* **Document segment**
_ _ _ _ _
Friday, September 4, 2009

253. The Mill on the Floss – George Elliot

September 2009
History: This book was first published in three volumes in 1860. The book is fictional autobiography in part, reflecting the disgrace that George Eliot (Mary Ann Evans) herself had while in a lengthy relationship with a married man, George Henry Lewes. The flood is considered by some to be a deus ex machina. It is kind of a way of getting out of the corner the author wrote herself into. Those who do not support this view cite the frequent references to flood as a foreshadowing which makes this natural occurrence less contrived.
Plot: The novel details the lives of Tom and Maggie Tulliver, a brother and sister growing up on the River Floss near the village of St. Oggs in the United Kingdom, evidently in the 1820s. Both the river and the village are fictional.
The novel spans a period of 10-15 years, from Tom and Maggie’s childhood up until their deaths in a flood on the Floss..
Maggie Tulliver holds the central role in the book, as both her relationship with her older brother Tom, and her romantic relationships with Philip Wakem, a hunchbacked, but sensitive and intellectual, friend, and with Stephen Guest, a vivacious young socialite in St. Oggs and assumed fiancé of Maggie’s cousin Lucy Deane, constitute the most significant narrative threads.
_ _ _ _ _
* **Dataset entries**
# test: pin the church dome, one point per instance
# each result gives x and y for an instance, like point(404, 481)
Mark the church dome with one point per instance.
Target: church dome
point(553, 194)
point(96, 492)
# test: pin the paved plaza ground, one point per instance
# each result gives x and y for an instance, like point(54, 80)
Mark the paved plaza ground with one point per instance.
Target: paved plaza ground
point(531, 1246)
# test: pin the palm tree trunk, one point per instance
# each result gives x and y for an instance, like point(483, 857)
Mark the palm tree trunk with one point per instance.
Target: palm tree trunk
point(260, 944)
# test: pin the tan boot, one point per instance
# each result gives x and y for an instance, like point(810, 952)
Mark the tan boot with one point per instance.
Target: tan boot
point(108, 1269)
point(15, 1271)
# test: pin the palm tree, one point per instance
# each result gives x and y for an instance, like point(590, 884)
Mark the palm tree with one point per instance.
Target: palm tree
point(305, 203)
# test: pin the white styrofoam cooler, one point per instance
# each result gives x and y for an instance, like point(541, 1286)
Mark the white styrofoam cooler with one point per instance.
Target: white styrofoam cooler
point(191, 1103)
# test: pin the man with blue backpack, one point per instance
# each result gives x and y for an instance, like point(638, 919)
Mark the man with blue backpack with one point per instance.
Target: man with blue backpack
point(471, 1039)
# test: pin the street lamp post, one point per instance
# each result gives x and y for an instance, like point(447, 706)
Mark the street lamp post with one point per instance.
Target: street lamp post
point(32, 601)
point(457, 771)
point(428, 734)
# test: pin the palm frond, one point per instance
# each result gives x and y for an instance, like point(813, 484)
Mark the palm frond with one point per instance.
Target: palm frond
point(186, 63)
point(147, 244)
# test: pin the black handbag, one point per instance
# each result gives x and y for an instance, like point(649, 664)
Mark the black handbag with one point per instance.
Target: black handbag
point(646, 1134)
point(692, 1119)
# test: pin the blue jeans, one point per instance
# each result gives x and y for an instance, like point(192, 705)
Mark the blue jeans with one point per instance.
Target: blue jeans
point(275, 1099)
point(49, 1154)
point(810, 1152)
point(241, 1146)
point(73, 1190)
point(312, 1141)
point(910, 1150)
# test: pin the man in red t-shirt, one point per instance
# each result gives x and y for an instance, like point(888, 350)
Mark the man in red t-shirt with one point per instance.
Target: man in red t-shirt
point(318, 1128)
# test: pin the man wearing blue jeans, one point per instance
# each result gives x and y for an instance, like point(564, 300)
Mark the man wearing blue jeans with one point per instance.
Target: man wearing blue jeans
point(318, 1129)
_ _ _ _ _
* **Requirements**
Write the next part of the blog post on The Mill on the Floss, starting right after its last sentence.

* **Written response**
Tom and Maggie have a close yet complex bond, which continues throughout the novel. Their relationship is colored by Maggie's desire to recapture the unconditional love her father provides prior to his death. Tom’s pragmatic and reserved nature clashes with Maggie’s idealism and fervor for intellectual gains and experience. Various family crises, including bankruptcy, Mr. Tulliver’s rancorous relationship with Philip Wakem’s father, which results in the loss of the mill, and Mr. Tulliver’s untimely death, serve both to intensify Tom and Maggie’s differences and to highlight their love for each other. To help his father repay his debts, Tom leaves his desultory schooling to enter a life of business. He eventually finds a measure of success, restoring the family’s prior estate. Meanwhile Maggie languishes in the impoverished Tulliver home, her intellectual aptitude wasted in her socially isolated state. She passes through a period of intense spirituality, during which she renounces the world, spurred by Thomas à Kempis’s Imitation of Christ.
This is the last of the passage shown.